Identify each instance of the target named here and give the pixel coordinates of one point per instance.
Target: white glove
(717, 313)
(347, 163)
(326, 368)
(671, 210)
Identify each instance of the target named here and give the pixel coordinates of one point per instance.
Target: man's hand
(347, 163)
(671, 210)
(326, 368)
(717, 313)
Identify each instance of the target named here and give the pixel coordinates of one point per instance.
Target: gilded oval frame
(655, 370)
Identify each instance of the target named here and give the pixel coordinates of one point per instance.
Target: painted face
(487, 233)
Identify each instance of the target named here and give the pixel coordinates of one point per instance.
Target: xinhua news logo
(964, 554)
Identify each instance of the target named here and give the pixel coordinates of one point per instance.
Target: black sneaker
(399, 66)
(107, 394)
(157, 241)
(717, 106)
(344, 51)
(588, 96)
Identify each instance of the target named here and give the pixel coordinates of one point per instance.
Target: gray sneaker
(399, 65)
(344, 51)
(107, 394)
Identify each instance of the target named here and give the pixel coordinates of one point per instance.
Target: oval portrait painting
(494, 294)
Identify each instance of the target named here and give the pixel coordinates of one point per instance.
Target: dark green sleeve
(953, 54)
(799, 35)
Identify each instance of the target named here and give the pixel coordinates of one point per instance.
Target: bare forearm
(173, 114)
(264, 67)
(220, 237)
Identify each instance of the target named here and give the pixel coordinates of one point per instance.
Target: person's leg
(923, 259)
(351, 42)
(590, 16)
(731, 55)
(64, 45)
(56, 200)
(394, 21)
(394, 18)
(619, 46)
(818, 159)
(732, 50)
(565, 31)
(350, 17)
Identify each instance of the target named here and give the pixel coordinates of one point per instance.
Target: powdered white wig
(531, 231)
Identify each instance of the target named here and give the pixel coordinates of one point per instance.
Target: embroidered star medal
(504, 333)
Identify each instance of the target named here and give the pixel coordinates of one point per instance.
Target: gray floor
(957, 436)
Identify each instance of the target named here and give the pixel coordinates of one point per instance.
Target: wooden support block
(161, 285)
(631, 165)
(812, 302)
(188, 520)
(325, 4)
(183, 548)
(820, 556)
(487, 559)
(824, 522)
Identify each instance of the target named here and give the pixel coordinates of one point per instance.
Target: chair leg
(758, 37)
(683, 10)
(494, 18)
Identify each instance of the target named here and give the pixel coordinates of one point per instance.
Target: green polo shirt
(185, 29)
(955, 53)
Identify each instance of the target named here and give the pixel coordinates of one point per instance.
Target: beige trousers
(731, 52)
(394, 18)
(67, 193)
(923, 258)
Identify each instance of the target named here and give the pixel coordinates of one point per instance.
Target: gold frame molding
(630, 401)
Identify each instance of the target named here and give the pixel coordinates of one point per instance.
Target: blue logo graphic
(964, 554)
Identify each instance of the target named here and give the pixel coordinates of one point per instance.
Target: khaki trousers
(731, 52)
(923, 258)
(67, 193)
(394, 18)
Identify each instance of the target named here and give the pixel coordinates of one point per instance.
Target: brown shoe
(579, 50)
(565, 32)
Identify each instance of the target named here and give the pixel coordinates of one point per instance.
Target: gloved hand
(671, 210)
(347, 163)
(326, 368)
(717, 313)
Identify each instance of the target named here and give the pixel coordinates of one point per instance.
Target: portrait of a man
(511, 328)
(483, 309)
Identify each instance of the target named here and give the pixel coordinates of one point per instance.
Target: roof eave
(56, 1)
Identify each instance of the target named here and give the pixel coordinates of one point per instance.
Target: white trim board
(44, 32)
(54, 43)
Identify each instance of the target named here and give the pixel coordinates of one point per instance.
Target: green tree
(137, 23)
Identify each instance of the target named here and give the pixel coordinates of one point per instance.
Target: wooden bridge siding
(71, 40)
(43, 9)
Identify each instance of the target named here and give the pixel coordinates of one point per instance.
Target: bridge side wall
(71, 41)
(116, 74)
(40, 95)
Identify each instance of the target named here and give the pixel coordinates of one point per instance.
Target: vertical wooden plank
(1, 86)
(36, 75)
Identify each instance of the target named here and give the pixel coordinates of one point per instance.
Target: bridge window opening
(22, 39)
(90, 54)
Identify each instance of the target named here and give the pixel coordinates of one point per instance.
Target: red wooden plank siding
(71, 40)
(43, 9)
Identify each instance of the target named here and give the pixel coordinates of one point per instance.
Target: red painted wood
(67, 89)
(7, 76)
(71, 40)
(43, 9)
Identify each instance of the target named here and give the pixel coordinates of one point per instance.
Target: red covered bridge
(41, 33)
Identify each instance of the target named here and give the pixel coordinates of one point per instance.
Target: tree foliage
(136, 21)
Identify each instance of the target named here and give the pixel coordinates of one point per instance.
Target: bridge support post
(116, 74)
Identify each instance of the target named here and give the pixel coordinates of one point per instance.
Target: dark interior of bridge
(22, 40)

■ ■ ■ ■

(What to do) All of the material is to be given again exactly.

(Exercise output)
Identify each instance of the target named here and give the pixel coordinates of one point per instance.
Target: white glove
(717, 313)
(347, 163)
(326, 368)
(671, 210)
Identify each instance of the target named here and give the pixel coordinates of one point per instance.
Target: man's hand
(347, 163)
(671, 210)
(326, 368)
(717, 313)
Identify each instance of the target named here and give the pixel coordinates of one point per instance.
Target: gilded oval frame
(655, 370)
Identify each instance of the target named here and give the pixel coordinates of one point per instance.
Target: painted face
(487, 233)
Identify each instance of the target named here and give the pixel coordinates of one point per instance.
Target: xinhua news logo
(964, 554)
Identify each instance of the target named here and give the pixel coordinates of one point per instance.
Target: black sneaker
(399, 66)
(107, 394)
(157, 241)
(717, 106)
(344, 51)
(588, 96)
Identify each instance of the target named here and give the pixel coordinates of one point per instance.
Target: gray sneaker
(399, 65)
(344, 51)
(107, 394)
Identify each instance of the target named here and give the pixel coordinates of one point per instance.
Target: oval portrait painting
(494, 294)
Identify each instance of the target named here and give the pixel coordinates of one point per instance.
Target: dark green sleeve
(953, 54)
(799, 35)
Identify each instance of the target named here and give the pixel coordinates of one point per instance.
Target: bare forearm
(173, 114)
(264, 67)
(220, 237)
Identify each instance of the target named here and give the pixel coordinates of one point per instance.
Target: person's leg
(923, 259)
(351, 42)
(590, 16)
(731, 55)
(64, 45)
(56, 200)
(394, 21)
(394, 18)
(619, 46)
(818, 159)
(732, 50)
(565, 31)
(350, 17)
Identify each instance of the target named here and give the pixel coordinates of one point per instance.
Target: powdered white wig
(531, 231)
Identify each instance of the target named here and give the pixel coordinates of one point per instance.
Target: embroidered star medal
(504, 333)
Identify each instance of the target named here and give the pixel coordinates of one point per instance.
Target: gray floor
(957, 436)
Identify each instance of the target named here and give the pixel coordinates of one point per instance.
Target: wooden support block
(161, 285)
(631, 165)
(812, 302)
(188, 520)
(325, 4)
(183, 548)
(820, 556)
(487, 559)
(824, 522)
Identify each instance of the target named here and give the pixel coordinates of one point per instance.
Target: chair leg
(758, 37)
(683, 10)
(494, 18)
Identify each instance of the target named here and give the pixel coordinates of one point per instance.
Target: green polo shirt
(185, 29)
(955, 53)
Identify each instance of the target named here and give the pixel coordinates of one point per instance.
Target: beige trousers
(731, 52)
(394, 18)
(67, 193)
(923, 258)
Identify each instance of the target named here and give the pixel coordinates of one point per instance.
Target: gold frame molding
(630, 401)
Identify each instance of the target named here and give the pixel coordinates of one point per instance.
Target: blue logo graphic
(964, 554)
Identify each instance of the target named here and give the pixel coordinates of one point per instance.
Target: khaki trousers
(731, 52)
(923, 258)
(67, 193)
(394, 18)
Identify each instance of the target named here and give the pixel coordinates of one point per instance.
Target: brown shoe
(579, 50)
(565, 32)
Identify each instance of the target named here and give the pixel coordinates of one point per instance.
Target: gloved hand
(671, 210)
(347, 163)
(326, 368)
(717, 313)
Identify each instance of the target named here and give the pixel coordinates of one point per instance.
Target: portrait of a man
(511, 328)
(483, 309)
Identify each instance of the target named here and give the pixel coordinates of one point per instance.
Target: roof eave
(56, 1)
Identify each instance of the target named here and give the pixel coordinates of one point per instance.
Target: white trim board
(44, 32)
(54, 43)
Identify each instance of the target named here and give the pixel coordinates of one point per instance.
Target: green tree
(137, 23)
Identify each instance of the target named here and give the pixel coordinates of one point per instance.
Target: wooden bridge siding
(71, 40)
(43, 9)
Identify each instance of the target named here and give the pixel coordinates of one point per instance.
Target: bridge side wall
(71, 41)
(116, 74)
(40, 95)
Identify each instance of the target named here and give the pixel coordinates of one point per instance.
Target: vertical wooden plank
(1, 86)
(36, 75)
Identify each instance of the target named here and give the pixel coordinates of one point per instance.
Target: bridge window opening
(22, 39)
(90, 54)
Identify each instance of the target named here and give the pixel coordinates of one point per instance.
Target: red wooden plank siding
(71, 40)
(43, 9)
Identify each instance of the target named here and give the pixel coordinates of one point per instance.
Target: red painted wood
(67, 89)
(7, 76)
(71, 40)
(43, 9)
Identify each instance of the target named here and give the pixel coordinates of one point per instance.
Target: red covered bridge
(41, 33)
Identify each instance of the target named here and give the pixel coordinates of one point per instance.
Target: tree foliage
(136, 21)
Identify each instance of the target named here and give the pixel coordinates of one point per instance.
Target: bridge support post
(116, 74)
Identify each instance of the target named here and give the pixel coordinates of one point per instance.
Target: dark interior of bridge
(22, 40)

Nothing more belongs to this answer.